+++ Фрагмент текста

Ну, а день премьеры… Кто же упрекнет автора-новичка в эгоцентризме, когда все житейские проявления этого дня кажутся ему ничтожными, происходящими как бы за матовым стеклом, лишенными смысла и жизненной плоти, потому что лишь вечер покажет, зачем был прожит сегодняшний день, и люди вздрогнут от свалившегося на них откровения.

Весь спектакль я провел на ногах в конце зала, под галереей, томясь и млея, жадно ловя малейшее шевеление в публике, косясь на едва освещенные лица соседей, и порою так воплощался в неискушенного зрителя, поглощенного сценой, что забывал о том, какая реплика прозвучит дальше и что там вообще у них происходит. Иногда возле меня появлялся Отар, молча стоял пару минут и удалялся. У него была своя маята – актеры, свет, звук. Мне же как графоману был важен текст – слова, слова, слова – как звучат они, захватывают ли внимание, волнуют ли. Слов было много. И боюсь, они утомляли. Но я тогда верил в благотворную и мятежную силу слов – а как же, иначе на них бы не охотились с красным карандашом! Оба действия по воле режиссера игрались без перерыва, чтобы эмоции зала, накопленные в первых сценах, не расточались на бессмысленные перекуры и лимонады, а были бы затрачены для переживания следующих сцен. И это был правильный ход, потому что зрители, приглашенные в самом начале стать участниками судебного процесса, эту иллюзию, по-видимому, сохраняли. Эмоциональный натиск на зал был по-прежнему сильным, и даже если искушенными зрителями интрига была разгадана – приговоренные к смерти будут оправданы – все равно оставалось небезразличным – как? Во всяком случае, мой взыскующий и самолюбивый взгляд не был уязвлен признаками скуки или невнимания – вплоть до финала, когда кто-то остановился возле меня и шепнул: – «Отар Иванович просит вас пройти за кулисы».

На негнущихся ногах, сутулясь от смущения, я вышел под нестерпимо яркий свет рампы и боковых софитов и отвесил в аплодирующий зал свой первый неуклюжий поклон. И ушел за кулисы. Но меня вернули. Оказывается, полагалось еще несколько раз поклониться вместе с актерами, пожать им руки и обнять режиссера. (Этот ритуал мне в дальнейшем предстоит совершать много раз, но я так и не научусь исполнять его красиво, элегантно, и жена будет бранить меня за сутулость.)

++++++
+++ Предоставленные данные

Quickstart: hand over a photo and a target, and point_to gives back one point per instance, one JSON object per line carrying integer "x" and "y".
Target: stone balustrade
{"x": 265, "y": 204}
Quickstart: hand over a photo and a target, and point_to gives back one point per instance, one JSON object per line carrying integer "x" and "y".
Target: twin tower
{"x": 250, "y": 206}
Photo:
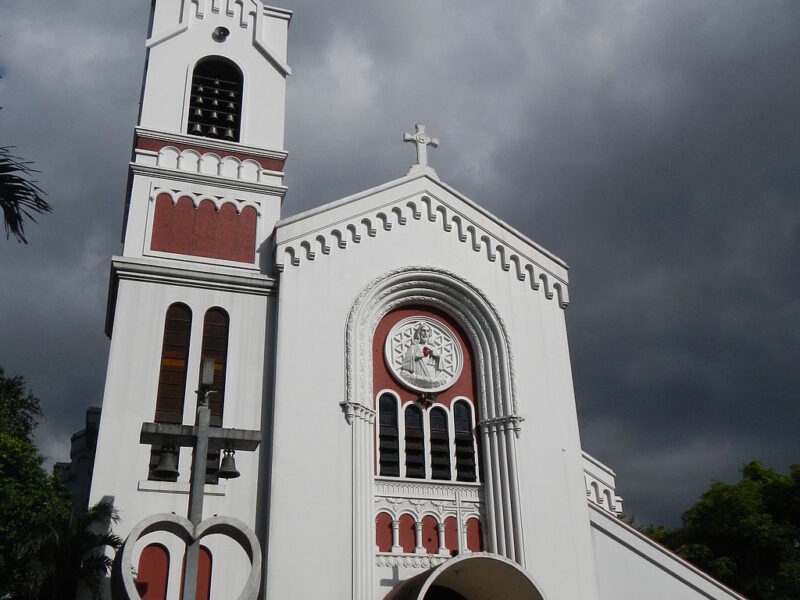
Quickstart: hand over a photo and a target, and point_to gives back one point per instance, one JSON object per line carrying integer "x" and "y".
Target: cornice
{"x": 422, "y": 207}
{"x": 211, "y": 143}
{"x": 200, "y": 276}
{"x": 204, "y": 179}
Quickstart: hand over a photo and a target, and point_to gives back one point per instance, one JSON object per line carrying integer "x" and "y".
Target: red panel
{"x": 451, "y": 534}
{"x": 430, "y": 534}
{"x": 407, "y": 539}
{"x": 474, "y": 535}
{"x": 203, "y": 574}
{"x": 383, "y": 532}
{"x": 154, "y": 145}
{"x": 181, "y": 229}
{"x": 153, "y": 572}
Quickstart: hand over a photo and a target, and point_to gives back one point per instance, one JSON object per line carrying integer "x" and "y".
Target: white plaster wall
{"x": 179, "y": 39}
{"x": 632, "y": 567}
{"x": 313, "y": 487}
{"x": 129, "y": 399}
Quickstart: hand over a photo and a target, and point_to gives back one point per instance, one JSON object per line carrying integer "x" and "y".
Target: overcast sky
{"x": 654, "y": 146}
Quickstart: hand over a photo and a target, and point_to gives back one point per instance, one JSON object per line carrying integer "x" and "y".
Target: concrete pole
{"x": 196, "y": 493}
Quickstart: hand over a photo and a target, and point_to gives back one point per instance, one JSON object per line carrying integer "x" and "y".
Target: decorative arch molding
{"x": 498, "y": 420}
{"x": 475, "y": 576}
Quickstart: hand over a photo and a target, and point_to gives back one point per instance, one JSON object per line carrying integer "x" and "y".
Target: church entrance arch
{"x": 479, "y": 576}
{"x": 498, "y": 420}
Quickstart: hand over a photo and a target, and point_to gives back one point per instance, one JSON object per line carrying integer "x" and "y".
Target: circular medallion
{"x": 423, "y": 354}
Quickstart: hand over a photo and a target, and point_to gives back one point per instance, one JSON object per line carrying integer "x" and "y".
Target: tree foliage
{"x": 746, "y": 534}
{"x": 45, "y": 550}
{"x": 20, "y": 196}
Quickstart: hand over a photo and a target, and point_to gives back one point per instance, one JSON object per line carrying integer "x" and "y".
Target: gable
{"x": 348, "y": 224}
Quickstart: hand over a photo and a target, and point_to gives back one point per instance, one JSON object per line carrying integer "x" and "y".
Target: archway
{"x": 479, "y": 576}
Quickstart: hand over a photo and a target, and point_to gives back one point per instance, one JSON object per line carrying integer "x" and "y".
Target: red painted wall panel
{"x": 181, "y": 228}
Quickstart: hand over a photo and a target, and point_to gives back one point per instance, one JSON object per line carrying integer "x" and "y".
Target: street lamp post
{"x": 202, "y": 437}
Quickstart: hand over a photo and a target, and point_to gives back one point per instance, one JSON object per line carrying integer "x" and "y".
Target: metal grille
{"x": 215, "y": 108}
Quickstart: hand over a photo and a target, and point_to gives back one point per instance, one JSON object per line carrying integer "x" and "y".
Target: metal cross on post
{"x": 422, "y": 140}
{"x": 202, "y": 437}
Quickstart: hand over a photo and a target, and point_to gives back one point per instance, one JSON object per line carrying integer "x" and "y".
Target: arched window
{"x": 153, "y": 572}
{"x": 415, "y": 443}
{"x": 215, "y": 346}
{"x": 465, "y": 443}
{"x": 388, "y": 445}
{"x": 172, "y": 373}
{"x": 440, "y": 444}
{"x": 174, "y": 355}
{"x": 215, "y": 108}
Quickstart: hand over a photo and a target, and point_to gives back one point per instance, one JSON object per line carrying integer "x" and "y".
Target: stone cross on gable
{"x": 422, "y": 141}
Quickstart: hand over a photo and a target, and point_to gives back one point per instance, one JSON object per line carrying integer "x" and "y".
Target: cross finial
{"x": 422, "y": 140}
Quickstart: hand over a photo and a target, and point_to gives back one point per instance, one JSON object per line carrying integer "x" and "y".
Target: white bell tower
{"x": 194, "y": 279}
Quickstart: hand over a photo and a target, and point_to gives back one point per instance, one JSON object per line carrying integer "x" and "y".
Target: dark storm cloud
{"x": 655, "y": 146}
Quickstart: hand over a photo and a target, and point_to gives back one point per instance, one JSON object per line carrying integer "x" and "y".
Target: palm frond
{"x": 20, "y": 195}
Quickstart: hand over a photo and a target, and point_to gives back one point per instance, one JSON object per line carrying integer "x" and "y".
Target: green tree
{"x": 45, "y": 550}
{"x": 746, "y": 534}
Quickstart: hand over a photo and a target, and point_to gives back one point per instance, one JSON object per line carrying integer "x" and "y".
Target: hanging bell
{"x": 167, "y": 467}
{"x": 227, "y": 468}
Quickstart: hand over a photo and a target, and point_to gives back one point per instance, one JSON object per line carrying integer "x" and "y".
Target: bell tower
{"x": 194, "y": 280}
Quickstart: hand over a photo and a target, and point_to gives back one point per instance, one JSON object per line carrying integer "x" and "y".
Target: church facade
{"x": 400, "y": 355}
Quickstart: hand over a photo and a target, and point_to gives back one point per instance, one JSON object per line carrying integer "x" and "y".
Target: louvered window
{"x": 388, "y": 437}
{"x": 215, "y": 107}
{"x": 415, "y": 443}
{"x": 440, "y": 444}
{"x": 465, "y": 442}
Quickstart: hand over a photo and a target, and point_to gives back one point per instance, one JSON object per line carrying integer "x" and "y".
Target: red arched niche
{"x": 153, "y": 572}
{"x": 226, "y": 234}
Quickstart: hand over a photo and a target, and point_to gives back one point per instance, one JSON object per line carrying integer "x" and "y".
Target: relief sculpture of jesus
{"x": 421, "y": 360}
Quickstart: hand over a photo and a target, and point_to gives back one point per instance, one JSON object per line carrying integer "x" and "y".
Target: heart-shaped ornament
{"x": 123, "y": 585}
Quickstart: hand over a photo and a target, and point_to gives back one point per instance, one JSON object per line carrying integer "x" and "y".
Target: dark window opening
{"x": 465, "y": 442}
{"x": 215, "y": 345}
{"x": 172, "y": 373}
{"x": 415, "y": 443}
{"x": 388, "y": 442}
{"x": 440, "y": 444}
{"x": 215, "y": 107}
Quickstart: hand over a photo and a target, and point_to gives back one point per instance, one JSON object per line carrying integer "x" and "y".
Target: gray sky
{"x": 655, "y": 146}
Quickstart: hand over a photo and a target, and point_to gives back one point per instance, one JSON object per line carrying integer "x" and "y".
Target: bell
{"x": 227, "y": 468}
{"x": 167, "y": 467}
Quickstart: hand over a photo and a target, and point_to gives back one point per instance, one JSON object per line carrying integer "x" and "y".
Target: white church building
{"x": 401, "y": 355}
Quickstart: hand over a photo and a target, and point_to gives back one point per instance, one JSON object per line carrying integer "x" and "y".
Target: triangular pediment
{"x": 346, "y": 224}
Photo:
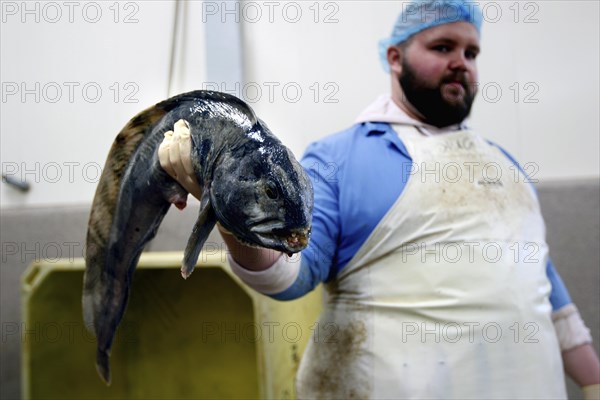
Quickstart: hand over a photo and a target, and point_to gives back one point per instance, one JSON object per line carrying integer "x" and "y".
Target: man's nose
{"x": 458, "y": 61}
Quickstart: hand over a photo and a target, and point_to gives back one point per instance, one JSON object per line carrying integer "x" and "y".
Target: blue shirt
{"x": 357, "y": 176}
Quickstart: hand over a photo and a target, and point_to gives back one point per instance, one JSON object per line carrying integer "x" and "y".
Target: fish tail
{"x": 103, "y": 365}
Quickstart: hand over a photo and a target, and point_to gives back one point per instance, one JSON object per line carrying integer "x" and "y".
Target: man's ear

++++++

Короткое упражнение 1
Где рассказчик находился во время спектакля, согласно тексту о дне премьеры?
Короткое упражнение 2
Продолжите рассказ о дне премьеры, начав сразу после последнего приведённого предложения.
Приведённые пункты служат отдельным материалом.

Результат задания 1
Весь спектакль он провёл на ногах в конце зала, под галереей.

Результат задания 2
На банкете артисты вручили мне свидетельство о рождении драматурга, где повивальной бабкой был записан Отар Джангишерашвили. Отдельно прилагались стихи: «У них – Барро, у нас – Арро! Барро – мура. Арро – ура!» Я отвечал в том же духе: мои первые актеры самые талантливые, самые прекрасные в мире. Они в самом деле мне очень нравились – и Радомысльский, и Пилипенко, и Леденева. С Константином Пилипенко, бывшим кронштадтским матросом, ветераном войны, мы потом подружились и переписывались.

В утренней газете вся республика могла прочитать, какой грандиозный спектакль состоялся и по какой замечательной пьесе. С газетой в руке, пошатываясь, будто хмельной, я побрел по городу. Улица привела меня к театру, а потом к какому-то парку. В глубине высилось «чертово колесо» и гигантские качели. Я подумал, что в самый раз взмыть сейчас в небо. Но аттракционы еще не работали. Все же в тот день я испытал головокружительное ощущение – это когда позже мы плыли по озеру, и на границе воды и бледной лазури неба вдруг стали вырастать и приближаться Кижи.

Я уехал из Петрозаводска счастливым и вдохновленным. Кроме того, я увозил предложение министра культуры заключить новый договор, а также обязательство каждую новую пьесу показывать прежде всего Отару. Между тем «Сад», который был тогда вчерне готов, его не вдохновил. Прохладно отнесся он и к «Пяти романсам в старом доме». И лишь много позже, прочитав в альманахе пьесу о парикмахере, прислал мне телеграмму: «Молодец, друг, поздравляю». Он поставил ее уж в другом театре, в городе Горьком, где был тогда главным режиссером.

А тем временем закручивался, заплетал прихотливую интригу мой собственный театральный роман, в чем-то безнадежно повторявший десятки таких же романов, прожитых другими людьми, писавшими для театра, но для меня, безусловно, не похожий на них, свежий и новый.

От Владимира Константинова

23 июня 1978 г.

Володя! Всех режиссеров, интересующихся Вашей пьесой «Высшая мера», я направляю по Вашему домашнему адресу. Но один из них – главный режиссер Псковского театра Бухарин Валерий Васильевич очень просил меня походатайствовать за него лично. Очень прошу, если у Вас есть лишний экземпляр, отправить его во Псков.

Дошла ли до Вас моя телеграмма, когда вас разыскивал Игорь Владимиров? Встретились ли вы с ним?

3 ноября 1978 г.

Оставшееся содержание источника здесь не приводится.